Direction: Output all the entries word for word. Omit the pictures.

Information given:
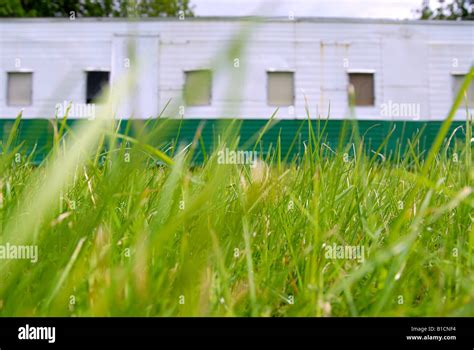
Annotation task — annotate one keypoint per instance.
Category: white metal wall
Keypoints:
(413, 63)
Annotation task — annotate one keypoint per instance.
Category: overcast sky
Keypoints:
(397, 9)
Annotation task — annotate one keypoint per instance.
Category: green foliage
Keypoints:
(94, 8)
(448, 10)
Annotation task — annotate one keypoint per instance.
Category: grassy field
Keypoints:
(119, 234)
(123, 228)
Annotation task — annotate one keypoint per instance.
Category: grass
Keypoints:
(125, 228)
(119, 235)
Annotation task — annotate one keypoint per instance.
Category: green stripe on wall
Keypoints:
(39, 132)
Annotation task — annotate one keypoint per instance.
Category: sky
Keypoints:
(395, 9)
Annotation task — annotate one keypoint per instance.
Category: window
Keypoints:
(457, 83)
(198, 87)
(96, 82)
(280, 89)
(363, 84)
(19, 89)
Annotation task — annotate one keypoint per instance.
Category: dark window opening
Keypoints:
(363, 84)
(198, 88)
(96, 82)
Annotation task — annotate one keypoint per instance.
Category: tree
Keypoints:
(448, 10)
(94, 8)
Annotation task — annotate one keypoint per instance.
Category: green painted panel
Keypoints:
(38, 133)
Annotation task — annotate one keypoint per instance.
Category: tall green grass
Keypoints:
(128, 229)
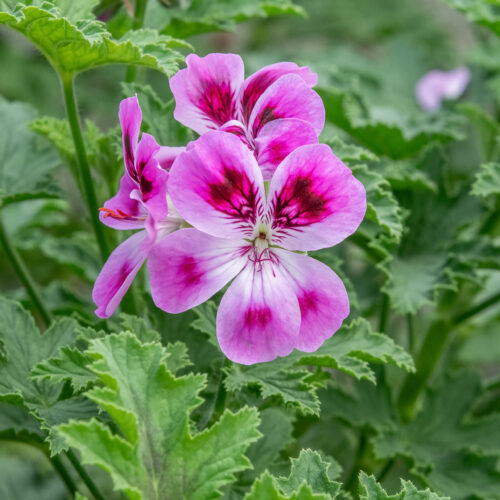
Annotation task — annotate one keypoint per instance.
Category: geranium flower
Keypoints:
(279, 299)
(273, 111)
(141, 203)
(437, 85)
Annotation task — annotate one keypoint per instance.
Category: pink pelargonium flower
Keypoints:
(279, 299)
(273, 111)
(437, 85)
(141, 203)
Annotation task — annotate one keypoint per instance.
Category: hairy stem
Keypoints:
(83, 164)
(63, 473)
(84, 476)
(23, 274)
(139, 11)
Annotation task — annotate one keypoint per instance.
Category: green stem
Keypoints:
(139, 11)
(23, 274)
(411, 332)
(425, 363)
(460, 318)
(356, 467)
(84, 476)
(83, 164)
(384, 314)
(63, 473)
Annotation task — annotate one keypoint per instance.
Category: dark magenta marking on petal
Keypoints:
(255, 89)
(258, 316)
(308, 301)
(189, 271)
(265, 116)
(299, 205)
(129, 157)
(236, 196)
(217, 101)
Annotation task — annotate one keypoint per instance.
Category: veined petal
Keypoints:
(238, 129)
(314, 200)
(188, 267)
(256, 84)
(288, 97)
(259, 315)
(166, 155)
(130, 119)
(217, 186)
(277, 139)
(151, 177)
(124, 211)
(206, 91)
(118, 273)
(322, 297)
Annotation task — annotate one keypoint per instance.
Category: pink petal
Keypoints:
(188, 267)
(238, 129)
(166, 156)
(217, 186)
(118, 273)
(322, 298)
(206, 91)
(259, 316)
(277, 139)
(151, 177)
(130, 118)
(288, 97)
(256, 84)
(437, 85)
(314, 200)
(122, 211)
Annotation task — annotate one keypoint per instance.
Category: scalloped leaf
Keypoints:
(20, 151)
(85, 44)
(156, 451)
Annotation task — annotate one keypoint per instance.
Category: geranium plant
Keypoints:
(278, 282)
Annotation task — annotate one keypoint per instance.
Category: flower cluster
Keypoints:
(242, 204)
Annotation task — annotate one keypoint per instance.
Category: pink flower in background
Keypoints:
(279, 299)
(437, 85)
(273, 111)
(141, 203)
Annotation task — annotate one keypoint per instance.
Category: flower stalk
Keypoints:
(83, 163)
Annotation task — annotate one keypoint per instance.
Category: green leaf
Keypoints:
(158, 117)
(156, 451)
(371, 490)
(310, 468)
(487, 182)
(386, 132)
(199, 16)
(413, 281)
(481, 12)
(350, 153)
(23, 347)
(350, 350)
(206, 321)
(443, 434)
(25, 162)
(75, 47)
(265, 488)
(382, 206)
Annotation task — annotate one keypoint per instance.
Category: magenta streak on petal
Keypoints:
(258, 316)
(236, 196)
(217, 101)
(298, 205)
(254, 90)
(268, 114)
(129, 157)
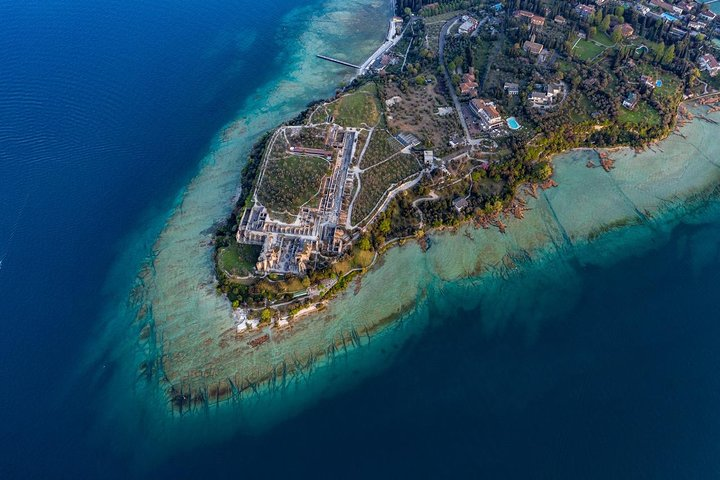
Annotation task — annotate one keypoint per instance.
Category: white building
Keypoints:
(709, 63)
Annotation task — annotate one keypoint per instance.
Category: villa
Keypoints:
(585, 10)
(662, 5)
(707, 16)
(468, 26)
(709, 63)
(545, 94)
(648, 81)
(511, 88)
(625, 29)
(534, 20)
(486, 112)
(631, 100)
(532, 47)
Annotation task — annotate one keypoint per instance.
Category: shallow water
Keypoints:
(520, 355)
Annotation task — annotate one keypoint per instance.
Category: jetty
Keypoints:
(341, 62)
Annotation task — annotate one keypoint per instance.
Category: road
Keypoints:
(456, 101)
(387, 45)
(448, 79)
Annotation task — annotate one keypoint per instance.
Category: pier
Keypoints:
(341, 62)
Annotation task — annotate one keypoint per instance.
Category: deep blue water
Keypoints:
(105, 110)
(624, 385)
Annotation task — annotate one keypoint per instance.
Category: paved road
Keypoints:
(448, 80)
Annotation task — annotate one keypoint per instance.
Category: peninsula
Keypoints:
(456, 113)
(455, 121)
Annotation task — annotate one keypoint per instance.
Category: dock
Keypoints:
(341, 62)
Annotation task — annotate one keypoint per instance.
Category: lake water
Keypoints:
(110, 155)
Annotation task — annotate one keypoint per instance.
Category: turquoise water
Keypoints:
(520, 355)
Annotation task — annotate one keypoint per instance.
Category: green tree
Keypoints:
(384, 226)
(364, 243)
(616, 37)
(669, 55)
(660, 52)
(605, 24)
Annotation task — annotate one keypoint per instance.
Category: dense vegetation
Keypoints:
(291, 181)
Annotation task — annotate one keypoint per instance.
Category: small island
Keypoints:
(457, 113)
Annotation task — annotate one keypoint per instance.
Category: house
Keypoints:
(662, 5)
(699, 26)
(532, 47)
(677, 32)
(554, 89)
(468, 26)
(531, 18)
(407, 139)
(631, 100)
(707, 16)
(648, 81)
(460, 203)
(540, 98)
(642, 9)
(428, 157)
(625, 29)
(511, 88)
(486, 112)
(709, 63)
(468, 85)
(585, 10)
(469, 88)
(686, 7)
(545, 94)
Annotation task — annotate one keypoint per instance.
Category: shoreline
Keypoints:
(506, 266)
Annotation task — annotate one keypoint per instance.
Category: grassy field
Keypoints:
(362, 107)
(376, 180)
(603, 38)
(671, 82)
(586, 50)
(238, 260)
(642, 113)
(290, 181)
(382, 145)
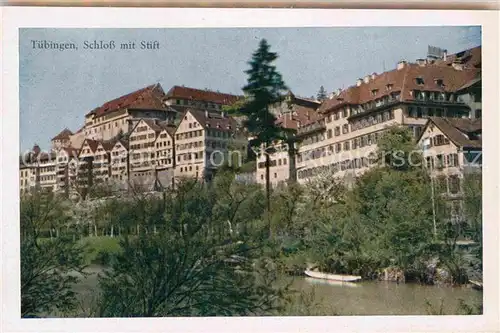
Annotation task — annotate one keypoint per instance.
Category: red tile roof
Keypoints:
(214, 120)
(65, 134)
(201, 95)
(301, 116)
(403, 81)
(458, 130)
(470, 58)
(150, 97)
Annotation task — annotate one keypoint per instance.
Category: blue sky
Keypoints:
(57, 88)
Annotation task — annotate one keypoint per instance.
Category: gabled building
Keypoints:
(294, 113)
(143, 155)
(120, 164)
(355, 118)
(205, 141)
(62, 139)
(121, 114)
(184, 97)
(86, 156)
(452, 148)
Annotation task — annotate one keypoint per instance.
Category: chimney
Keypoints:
(421, 62)
(401, 64)
(36, 149)
(458, 66)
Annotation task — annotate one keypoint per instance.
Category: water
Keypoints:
(321, 297)
(383, 298)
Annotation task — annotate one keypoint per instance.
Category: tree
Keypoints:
(194, 266)
(265, 87)
(321, 96)
(48, 266)
(396, 149)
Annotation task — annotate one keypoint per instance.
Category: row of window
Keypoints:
(273, 163)
(356, 163)
(359, 142)
(442, 161)
(190, 168)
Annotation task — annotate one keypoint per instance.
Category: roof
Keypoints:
(458, 130)
(404, 81)
(214, 120)
(150, 97)
(301, 116)
(64, 134)
(92, 144)
(470, 58)
(201, 95)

Result of this exercise:
Annotation task — annotate one keypoint per instance.
Category: white metal wall
Keypoints:
(413, 63)
Annotation task — annotate one keypoint per instance.
Category: overcast sky
Keypoints:
(397, 9)
Annotation task — annotate one keypoint per instance.
Category: green foliage
Keypoints:
(94, 8)
(448, 10)
Annotation task — annotate one keypoint per instance.
Category: grassy field
Keypoints:
(119, 234)
(123, 228)
Annotation task — annotate one keypoint per instance.
Category: grass
Keypoints:
(125, 228)
(119, 235)
Annotation task — annotate one keypoint per instance.
Category: green stripe on wall
Keypoints:
(39, 132)
Annotation task — annotate one keypoint per instance.
Category: sky
Keypoints:
(395, 9)
Annotation task — annotate one keypoint per instance.
Category: window
Keypoints:
(457, 83)
(198, 87)
(96, 82)
(280, 89)
(363, 84)
(19, 89)
Annotation task — annotate one keypoint per instance.
Category: dark window opening
Keypoints:
(363, 84)
(198, 88)
(96, 82)
Annotation task — annotate one keypoint per instance.
Category: tree
Keypoints:
(448, 10)
(94, 8)
Annotation task — annotate one keypoint per instance.
Category: green painted panel
Keypoints:
(38, 133)
Annotation task — annotate one keypoint per instance.
Category: tall green grass
Keypoints:
(128, 229)
Annotation task — annotate one keypoint per instance.
Category: geranium flower
Keypoints:
(279, 299)
(273, 111)
(141, 203)
(437, 85)
Annotation task — annotate one keypoint per instance.
Category: pink pelargonium flower
Keypoints:
(279, 299)
(273, 111)
(437, 85)
(141, 203)
Annotation task — annotate one keypoint per instance.
Category: hairy stem
Keypoints:
(83, 164)
(63, 473)
(84, 476)
(23, 274)
(139, 11)
Annotation task — annotate one keypoint per instance.
Category: green stem
Keypoints:
(139, 11)
(23, 274)
(411, 332)
(425, 363)
(460, 318)
(356, 467)
(84, 476)
(83, 164)
(384, 314)
(63, 473)
Annotation task — annotate one keypoint per instance.
Category: dark magenta marking on petal
Keypoints:
(255, 89)
(258, 316)
(308, 301)
(189, 271)
(265, 116)
(299, 205)
(129, 157)
(236, 196)
(217, 101)
Annotation task — annotate one keypoint per instance.
Category: veined petal
Keypoints:
(238, 129)
(314, 200)
(188, 267)
(256, 84)
(288, 97)
(259, 315)
(166, 155)
(130, 119)
(217, 186)
(277, 139)
(151, 177)
(124, 211)
(206, 91)
(118, 273)
(322, 297)
Annotation task — annotate one keypoint per instance.
Category: pink petal
Keypoints:
(188, 267)
(238, 129)
(166, 156)
(217, 186)
(118, 273)
(322, 298)
(206, 91)
(259, 316)
(277, 139)
(151, 177)
(130, 118)
(288, 97)
(256, 84)
(437, 85)
(314, 200)
(122, 211)
Annotation task — annotate one keypoint per instance.
Category: scalloped leaf
Keypoints:
(20, 151)
(85, 44)
(156, 451)
Annotation task — annotate one keypoint per instance.
Category: geranium plant
Keypoints:
(278, 282)
Annotation task — annotate one keypoint per instance.
Category: flower cluster
Keypoints:
(242, 204)
Annotation task — annotate one keypoint per instance.
Category: pink flower in background
Keypoints:
(279, 299)
(437, 85)
(273, 111)
(141, 203)
Annotation task — annotate one keypoint per instance.
Category: flower stalk
Keypoints:
(83, 163)
Annotation task — annotate one keypoint per instance.
Category: green leaf
Keypoints:
(158, 117)
(156, 451)
(371, 490)
(310, 468)
(487, 182)
(386, 132)
(199, 16)
(413, 281)
(481, 12)
(350, 153)
(23, 347)
(350, 350)
(206, 321)
(443, 434)
(25, 162)
(75, 47)
(265, 488)
(382, 206)
Annotation task — annotate one keypoint per instance.
Category: magenta streak on petal
Keypoints:
(258, 316)
(236, 196)
(217, 101)
(298, 205)
(254, 90)
(268, 114)
(129, 157)
Annotation task — annotate one keypoint per instance.
Category: white building
Keypoints:
(709, 63)
Annotation task — annotate one keypoint per instance.
Category: villa
Keypoints:
(585, 10)
(662, 5)
(707, 16)
(468, 26)
(709, 63)
(545, 94)
(648, 81)
(511, 88)
(625, 29)
(534, 20)
(486, 112)
(631, 100)
(532, 47)
Annotation task — annotate one keypoint per instance.
Category: shallow water
Keypoints:
(520, 355)
Annotation task — annotate one keypoint per instance.
Category: jetty
Keypoints:
(341, 62)
Annotation task — annotate one keypoint per instance.
Category: road
Keypoints:
(456, 101)
(387, 45)
(448, 79)
Annotation task — annotate one keypoint per instance.
Category: pier
Keypoints:
(341, 62)
Annotation task — annotate one keypoint per instance.
Category: deep blue water
Keypoints:
(105, 110)
(624, 385)
Annotation task — annotate one keypoint per instance.
Category: paved road
Keypoints:
(448, 80)
Annotation task — annotate one keypoint per instance.
Category: peninsula
Keypoints:
(456, 113)
(455, 121)
Annotation task — annotate one keypoint per instance.
Category: dock
Keypoints:
(341, 62)
Annotation task — annotate one keypoint per instance.
Category: lake water
Keypoints:
(110, 155)
Annotation task — annotate one keypoint per instance.
Category: turquoise water
Keypoints:
(520, 355)
Annotation task — annotate one keypoint per instance.
Category: green tree
Keypoints:
(384, 226)
(364, 243)
(616, 37)
(669, 55)
(660, 52)
(605, 24)
Annotation task — annotate one keypoint per instance.
Category: dense vegetation
Keypoints:
(291, 181)
Annotation task — annotate one keypoint per instance.
Category: small island
Keypoints:
(457, 113)
Annotation task — annotate one keypoint per instance.
Category: house
Keypoints:
(662, 5)
(699, 26)
(532, 47)
(677, 32)
(554, 89)
(468, 26)
(531, 18)
(407, 139)
(631, 100)
(707, 16)
(648, 81)
(460, 203)
(540, 98)
(642, 9)
(428, 157)
(625, 29)
(511, 88)
(486, 112)
(709, 63)
(468, 85)
(585, 10)
(469, 88)
(686, 7)
(545, 94)
Annotation task — annotate one keypoint per instance.
Category: shoreline
Keypoints:
(506, 266)
Annotation task — annotate one keypoint per instance.
Category: grassy field
Keypoints:
(362, 107)
(376, 180)
(603, 38)
(671, 82)
(586, 50)
(238, 260)
(642, 113)
(290, 181)
(382, 145)
Annotation task — annotate one keypoint per instance.
Category: red tile roof
Keypoints:
(214, 120)
(65, 134)
(201, 95)
(301, 116)
(403, 81)
(458, 130)
(470, 58)
(150, 97)
Annotation task — annotate one keypoint per instance.
Category: blue sky
Keypoints:
(57, 88)
Annotation task — annotate one keypoint per instance.
Category: gabled building
Keypoints:
(294, 113)
(143, 155)
(120, 164)
(355, 118)
(205, 141)
(62, 139)
(121, 114)
(184, 97)
(86, 156)
(452, 148)
Annotation task — annotate one keypoint per instance.
Category: chimney
Keypoints:
(421, 62)
(401, 64)
(36, 149)
(458, 66)
Annotation task — annotate one keypoint per instance.
Category: water
Keypoints:
(321, 297)
(383, 298)
Annotation task — annotate one keypoint per instance.
Category: tree
Keypoints:
(194, 266)
(265, 87)
(321, 96)
(48, 266)
(396, 149)
Annotation task — annotate one keypoint per instance.
Category: row of window
Keypoints:
(273, 163)
(356, 163)
(359, 142)
(442, 161)
(190, 168)
Annotation task — annotate one keypoint per instance.
Category: roof
Keypoints:
(458, 130)
(404, 81)
(214, 120)
(150, 97)
(301, 116)
(64, 134)
(92, 144)
(470, 58)
(201, 95)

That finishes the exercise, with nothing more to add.